EXERCISE MATERIAL Start Marker
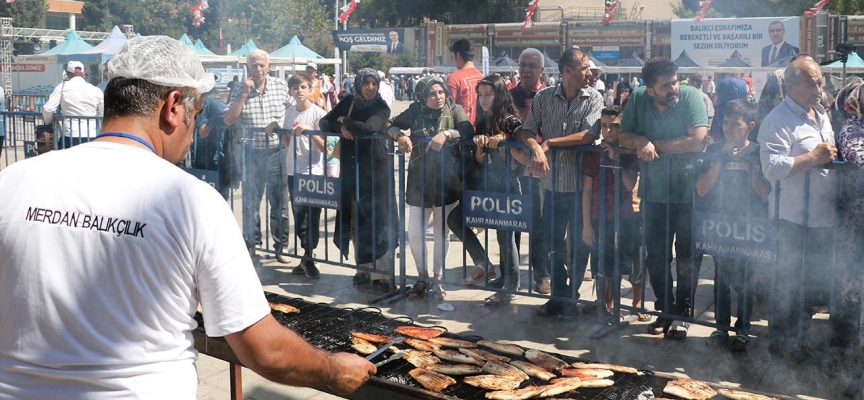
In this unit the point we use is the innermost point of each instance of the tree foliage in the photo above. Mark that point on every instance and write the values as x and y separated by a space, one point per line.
25 13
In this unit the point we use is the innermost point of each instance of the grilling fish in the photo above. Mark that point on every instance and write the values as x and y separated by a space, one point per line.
742 395
371 337
689 389
587 373
559 386
518 394
533 370
492 382
501 369
457 357
362 346
420 359
419 332
283 308
457 369
422 345
611 367
459 344
431 380
501 347
545 360
484 355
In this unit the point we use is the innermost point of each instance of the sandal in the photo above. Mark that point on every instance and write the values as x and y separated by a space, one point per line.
739 343
498 299
717 339
418 291
360 278
659 327
677 330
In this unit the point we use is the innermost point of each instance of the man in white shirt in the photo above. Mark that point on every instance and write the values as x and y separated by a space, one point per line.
304 155
75 98
136 244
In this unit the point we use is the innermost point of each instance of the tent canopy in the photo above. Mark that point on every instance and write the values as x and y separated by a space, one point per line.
736 61
245 49
295 49
100 53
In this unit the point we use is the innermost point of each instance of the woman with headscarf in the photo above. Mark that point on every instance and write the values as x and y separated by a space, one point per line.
365 168
435 125
728 89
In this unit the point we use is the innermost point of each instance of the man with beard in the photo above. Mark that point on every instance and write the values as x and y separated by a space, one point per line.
662 117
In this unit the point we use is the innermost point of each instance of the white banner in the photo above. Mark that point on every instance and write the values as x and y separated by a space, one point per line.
760 41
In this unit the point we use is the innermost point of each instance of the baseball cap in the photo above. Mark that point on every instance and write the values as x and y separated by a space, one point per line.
71 66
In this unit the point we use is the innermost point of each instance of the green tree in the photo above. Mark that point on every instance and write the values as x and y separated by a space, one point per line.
25 13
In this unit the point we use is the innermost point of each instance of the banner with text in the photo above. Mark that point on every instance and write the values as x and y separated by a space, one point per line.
317 191
759 41
732 236
370 40
493 210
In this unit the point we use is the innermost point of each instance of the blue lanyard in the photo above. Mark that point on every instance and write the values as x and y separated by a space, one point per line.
128 136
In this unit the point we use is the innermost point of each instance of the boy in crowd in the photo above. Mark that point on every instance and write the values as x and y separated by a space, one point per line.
733 186
304 157
628 236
EXERCISE MATERIAL End Marker
When you reproduce the material, keep every word exact and leave each picture out.

- [RESPONSE AREA]:
In this unit the point we use is the innermost point of each instance of the tree foliage in the photo above. Mark that point on every instance and write the values as x and y separated by a space, one point per line.
25 13
In this unit the point we use is the innermost point of each instance of the grilling fish in the photo above. Mark that point on every instance and write the values as x and y separated by a space, one point per line.
742 395
371 337
689 389
587 373
559 386
518 394
533 370
492 382
501 369
457 357
362 346
420 359
419 332
283 308
457 369
422 345
611 367
459 344
431 380
501 347
545 360
484 355
In this unit the point we use is the innermost point of each instance of the sandal in the photo above. Mark that point on every instance and write the values as x and y separated by a space, one point per line.
739 343
498 299
717 339
418 291
360 278
659 327
677 330
In this unit the point we use is the innermost point of each instance of the man in white shirt in the photo above. Mark that point on every instance and write the values as x and y separated by a space, one point per line.
304 155
75 98
136 244
In this unit the point we use is the innermost point of each instance of the tent canopy in the photo above. Mark that point on every instance and write the values as x and y separated by a space, one point per line.
736 61
245 49
295 49
100 53
In this unit the point we use is the innermost point of each instance of the woman with headscarf in the photo above. Mark that point on every instance and write the values as x and y separated by a space, one point per line.
365 168
435 125
728 89
In this unit the point we use is the innermost point of each instance of the man with beard in the photo above. Mark that point on every instance and write the values as x and y separated by a space, one point per line.
662 117
In this unit the point we use is the innermost point of each instance of the white banner in the photo above. Mark that point on every instance and write the values as x and y separated by a space, one point per line.
760 41
In this unit the point we use is the innermost point of each instance of the baseball cap in the photo above. Mark that point on every instance and write the values as x and y separated by a space, one point per line.
71 66
In this unit the point we use is the innermost point of each instance of the green tree in the photo above. Mark that point on every instance and write the values as x and y separated by a space, one point per line.
25 13
In this unit the point we use is the innermost point of each instance of the banner with text in the photo above. Mark that point on every instance and write the values as x and y separated by a space, one point per line.
317 191
759 41
732 236
370 40
493 210
In this unit the point we use is the innermost point of each instance of the blue lanyard in the photo above. Mark that point on every instance and write the values as x and y separated by a space, one point per line.
128 136
In this unit the point we use is the innermost point of each instance of the boy in crowd in the photo above. Mark that point on every instance and write the values as x and y separated by a space, one point per line.
733 186
304 157
628 236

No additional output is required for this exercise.